> _Task prompt_:
Extract every line below, verbatim.

== == ==

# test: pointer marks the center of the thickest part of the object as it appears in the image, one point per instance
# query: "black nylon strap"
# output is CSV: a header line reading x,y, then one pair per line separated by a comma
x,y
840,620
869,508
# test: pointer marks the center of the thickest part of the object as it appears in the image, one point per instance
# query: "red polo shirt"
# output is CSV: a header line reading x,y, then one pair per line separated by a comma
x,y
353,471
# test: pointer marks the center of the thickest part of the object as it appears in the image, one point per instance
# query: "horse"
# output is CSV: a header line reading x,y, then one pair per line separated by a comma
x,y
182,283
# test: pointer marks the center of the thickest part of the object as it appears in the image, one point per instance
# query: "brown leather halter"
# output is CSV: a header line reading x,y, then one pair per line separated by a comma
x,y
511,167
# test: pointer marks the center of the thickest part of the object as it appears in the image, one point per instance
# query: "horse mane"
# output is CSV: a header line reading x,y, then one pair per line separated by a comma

== == ==

> _Answer area_:
# test: pointer marks the center of the thickest part of the object as it appears in the image, one point per instance
# query: "black nylon strap"
# output is CSV: a header line reading x,y, then one pair per line separated by a comma
x,y
840,620
869,508
# test: pointer marks the center of the thickest part of the object as it appears in the image, one point per instance
# query: "red polo shirt"
# output is CSV: a header line reading x,y, then one pair per line separated by a comma
x,y
353,471
# test: pointer marks the center of the thickest part of the object as it appears in the image, one point per instance
# query: "horse"
# output is CSV: a header line reading x,y, then one pair per line separated by a comma
x,y
182,283
# test: pointer marks the center of the thickest part of the object as it appears in the image, one point per instance
# query: "brown leather halter"
# output is CSV: a header line reading x,y, then one pair per line separated by a comma
x,y
511,167
# test: pointer marks the center of the thickest part of the object as it appears in the image, one point per instance
# query: "horse mane"
# output is CSV: a header line reading x,y, then one pair per line separated by a comma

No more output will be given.